§ **TASK STATEMENT**: Say whether each of the statements (a), (b), and (c) agrees with the note-app comparison below. Answer yes or no for each, and quote the words from the comparison that settle it. (a) Bear's paid plan starts at $14.99 per year. (b) OneNote is the pick for free cross-platform use. (c) Obsidian is the pick for privacy.

§ **SUPPLIED PASSAGE**:
Best for. Open-source advocates and privacy-focused users. Pricing: Free, optional Joplin Cloud $2.99-7.99/month.
Comparison Table
| App | Free Tier | Paid From | Quick Capture | Cross-Platform | Encryption |
|---|---|---|---|---|---|
| Atlas | Yes | $20/mo | Yes | Yes | TLS |
| Notion | Yes | $10/mo | Yes (widget) | Yes | TLS |
| Apple Notes | Free | — | Excellent | Apple-only | iCloud |
| OneNote | Free | — | Good | Yes | TLS |
| Bear | Limited | $14.99/yr | Yes | Apple-only | iCloud |
| Obsidian | Yes | $8/mo Sync | Yes | Yes | E2E (Sync) |
| Standard Notes | Yes | $90/yr | Yes | Yes | End-to-end |
| Joplin | Yes | Optional sync | Yes | Yes | Optional E2E |
Best Google Keep Alternative by Use Case
Quick capture from phone lock screen. Apple Notes (iOS) or Samsung Notes (Samsung devices). Both beat Keep on raw speed.
Cross-platform free. OneNote.
Apple-only minimalist. Bear or Apple Notes.
Privacy. Standard Notes (encrypted by default) or Joplin with E2E sync.
Power users. Obsidian.
Notes that grow into knowledge work. Atlas, the AI mind-map workflow Keep cannot do.

§ **DATA RECORDS**:
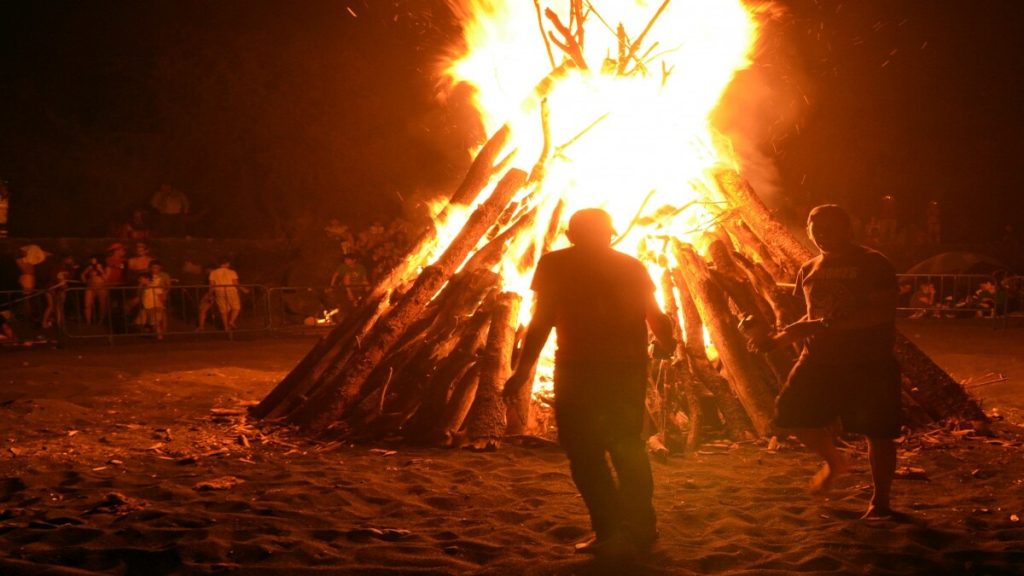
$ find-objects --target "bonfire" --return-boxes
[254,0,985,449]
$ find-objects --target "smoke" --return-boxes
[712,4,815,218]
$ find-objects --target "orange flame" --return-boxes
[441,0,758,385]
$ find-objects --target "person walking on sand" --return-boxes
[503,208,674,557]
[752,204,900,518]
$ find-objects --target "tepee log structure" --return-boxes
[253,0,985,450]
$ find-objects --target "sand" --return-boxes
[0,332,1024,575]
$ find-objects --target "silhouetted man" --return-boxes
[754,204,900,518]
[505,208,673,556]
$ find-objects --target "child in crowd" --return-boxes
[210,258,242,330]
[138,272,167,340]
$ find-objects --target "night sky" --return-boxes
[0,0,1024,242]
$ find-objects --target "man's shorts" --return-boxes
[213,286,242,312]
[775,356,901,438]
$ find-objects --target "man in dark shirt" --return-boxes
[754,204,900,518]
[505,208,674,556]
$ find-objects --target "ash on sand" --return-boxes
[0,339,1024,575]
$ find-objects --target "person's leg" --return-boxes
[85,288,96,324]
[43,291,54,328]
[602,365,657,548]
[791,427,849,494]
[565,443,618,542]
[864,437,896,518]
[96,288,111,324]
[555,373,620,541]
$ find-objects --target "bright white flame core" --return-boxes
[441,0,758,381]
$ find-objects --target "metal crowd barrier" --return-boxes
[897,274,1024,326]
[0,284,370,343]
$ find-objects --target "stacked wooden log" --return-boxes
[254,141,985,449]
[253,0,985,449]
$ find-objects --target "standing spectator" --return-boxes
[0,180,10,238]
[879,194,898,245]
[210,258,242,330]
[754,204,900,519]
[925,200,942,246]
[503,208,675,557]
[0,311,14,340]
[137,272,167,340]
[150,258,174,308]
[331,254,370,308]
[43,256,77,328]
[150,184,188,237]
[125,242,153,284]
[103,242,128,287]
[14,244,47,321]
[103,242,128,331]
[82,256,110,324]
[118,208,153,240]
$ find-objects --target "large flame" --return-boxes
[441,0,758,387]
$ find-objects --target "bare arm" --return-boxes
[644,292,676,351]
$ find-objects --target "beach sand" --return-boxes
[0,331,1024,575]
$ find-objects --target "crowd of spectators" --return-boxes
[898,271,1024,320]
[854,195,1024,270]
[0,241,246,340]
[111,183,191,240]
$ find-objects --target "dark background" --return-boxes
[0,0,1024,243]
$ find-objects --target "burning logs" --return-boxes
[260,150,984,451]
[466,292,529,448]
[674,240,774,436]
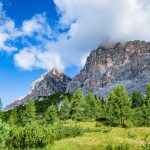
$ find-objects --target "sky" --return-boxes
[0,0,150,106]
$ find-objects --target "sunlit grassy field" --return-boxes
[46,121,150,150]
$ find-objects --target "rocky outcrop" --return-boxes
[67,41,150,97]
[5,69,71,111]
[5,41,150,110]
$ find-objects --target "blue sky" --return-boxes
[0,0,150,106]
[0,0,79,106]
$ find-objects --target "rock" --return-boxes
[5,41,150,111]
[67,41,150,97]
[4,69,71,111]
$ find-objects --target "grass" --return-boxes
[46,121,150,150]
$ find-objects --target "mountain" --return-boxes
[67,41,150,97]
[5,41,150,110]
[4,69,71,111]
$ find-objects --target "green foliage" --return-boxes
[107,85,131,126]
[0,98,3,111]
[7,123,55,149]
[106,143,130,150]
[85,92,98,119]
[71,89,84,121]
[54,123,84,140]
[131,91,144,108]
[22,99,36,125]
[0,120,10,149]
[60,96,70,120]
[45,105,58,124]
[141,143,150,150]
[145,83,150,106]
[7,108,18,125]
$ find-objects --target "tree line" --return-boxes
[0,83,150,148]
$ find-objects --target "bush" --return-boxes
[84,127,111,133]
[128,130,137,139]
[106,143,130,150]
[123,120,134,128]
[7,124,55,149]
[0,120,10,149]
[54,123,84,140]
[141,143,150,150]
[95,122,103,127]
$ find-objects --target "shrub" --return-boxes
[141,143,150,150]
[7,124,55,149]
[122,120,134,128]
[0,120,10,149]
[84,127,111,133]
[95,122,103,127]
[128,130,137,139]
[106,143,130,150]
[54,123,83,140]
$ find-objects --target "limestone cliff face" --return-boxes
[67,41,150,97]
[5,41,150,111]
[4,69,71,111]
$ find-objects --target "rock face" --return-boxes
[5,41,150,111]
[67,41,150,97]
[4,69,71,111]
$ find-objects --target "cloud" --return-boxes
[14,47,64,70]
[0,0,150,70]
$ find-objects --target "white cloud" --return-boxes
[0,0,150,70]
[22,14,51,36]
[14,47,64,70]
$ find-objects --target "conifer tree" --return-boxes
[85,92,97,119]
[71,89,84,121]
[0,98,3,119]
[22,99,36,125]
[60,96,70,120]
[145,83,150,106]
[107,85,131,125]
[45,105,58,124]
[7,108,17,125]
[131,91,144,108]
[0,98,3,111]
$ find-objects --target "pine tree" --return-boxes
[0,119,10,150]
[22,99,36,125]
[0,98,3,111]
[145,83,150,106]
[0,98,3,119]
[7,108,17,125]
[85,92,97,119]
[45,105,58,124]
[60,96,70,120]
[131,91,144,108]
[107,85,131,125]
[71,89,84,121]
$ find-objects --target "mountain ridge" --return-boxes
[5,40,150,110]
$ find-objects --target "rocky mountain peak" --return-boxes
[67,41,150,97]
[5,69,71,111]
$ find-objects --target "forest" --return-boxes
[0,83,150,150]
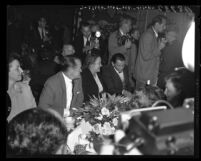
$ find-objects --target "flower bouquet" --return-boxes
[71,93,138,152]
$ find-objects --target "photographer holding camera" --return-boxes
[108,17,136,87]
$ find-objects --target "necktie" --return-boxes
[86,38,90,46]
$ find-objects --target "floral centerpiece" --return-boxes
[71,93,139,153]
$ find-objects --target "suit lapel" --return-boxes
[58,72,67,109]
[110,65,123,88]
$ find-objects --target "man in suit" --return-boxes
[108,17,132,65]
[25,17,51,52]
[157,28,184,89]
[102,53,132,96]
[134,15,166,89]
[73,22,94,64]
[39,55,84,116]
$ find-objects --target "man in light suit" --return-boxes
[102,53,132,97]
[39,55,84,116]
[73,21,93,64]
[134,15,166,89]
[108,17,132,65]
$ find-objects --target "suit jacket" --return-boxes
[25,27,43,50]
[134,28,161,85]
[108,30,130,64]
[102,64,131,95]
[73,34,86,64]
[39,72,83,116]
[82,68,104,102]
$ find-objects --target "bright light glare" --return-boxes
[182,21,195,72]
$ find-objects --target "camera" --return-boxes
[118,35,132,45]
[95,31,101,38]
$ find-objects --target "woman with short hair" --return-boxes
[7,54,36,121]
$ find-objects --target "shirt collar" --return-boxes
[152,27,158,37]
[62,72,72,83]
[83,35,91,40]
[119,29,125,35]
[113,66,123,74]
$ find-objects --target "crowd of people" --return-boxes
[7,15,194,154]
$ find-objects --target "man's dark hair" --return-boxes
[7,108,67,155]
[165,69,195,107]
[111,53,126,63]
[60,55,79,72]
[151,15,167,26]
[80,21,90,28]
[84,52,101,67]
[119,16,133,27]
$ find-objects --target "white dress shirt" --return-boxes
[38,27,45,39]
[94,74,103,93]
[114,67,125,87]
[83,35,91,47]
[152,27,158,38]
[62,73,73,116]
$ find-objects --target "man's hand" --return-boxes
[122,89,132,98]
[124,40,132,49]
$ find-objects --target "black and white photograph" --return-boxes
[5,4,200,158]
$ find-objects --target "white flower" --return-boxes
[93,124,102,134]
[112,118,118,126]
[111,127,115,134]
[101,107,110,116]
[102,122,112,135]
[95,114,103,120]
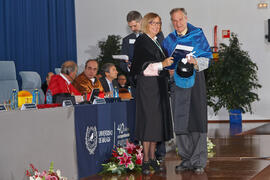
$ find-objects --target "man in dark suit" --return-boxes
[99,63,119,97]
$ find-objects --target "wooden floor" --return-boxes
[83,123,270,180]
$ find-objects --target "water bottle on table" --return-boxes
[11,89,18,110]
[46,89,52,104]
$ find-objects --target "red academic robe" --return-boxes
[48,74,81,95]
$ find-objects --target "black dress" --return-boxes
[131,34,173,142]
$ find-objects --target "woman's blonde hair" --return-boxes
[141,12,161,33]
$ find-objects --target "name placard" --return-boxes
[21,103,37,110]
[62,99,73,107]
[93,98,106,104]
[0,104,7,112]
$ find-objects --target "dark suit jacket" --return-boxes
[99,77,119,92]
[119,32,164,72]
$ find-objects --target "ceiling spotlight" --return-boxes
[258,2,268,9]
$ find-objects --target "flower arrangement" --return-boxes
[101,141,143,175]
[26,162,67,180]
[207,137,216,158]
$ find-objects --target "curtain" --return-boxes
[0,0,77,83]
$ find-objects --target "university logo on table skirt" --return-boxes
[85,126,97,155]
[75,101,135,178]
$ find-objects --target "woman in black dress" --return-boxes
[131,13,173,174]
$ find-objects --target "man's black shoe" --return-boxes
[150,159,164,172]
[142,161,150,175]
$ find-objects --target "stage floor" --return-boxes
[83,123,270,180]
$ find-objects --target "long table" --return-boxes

§ **ANSWER**:
(a) Yes: "Bear | Limited | $14.99/yr"
(b) Yes: "Cross-platform free. OneNote."
(c) No: "Privacy. Standard Notes (encrypted by default) or Joplin with E2E sync."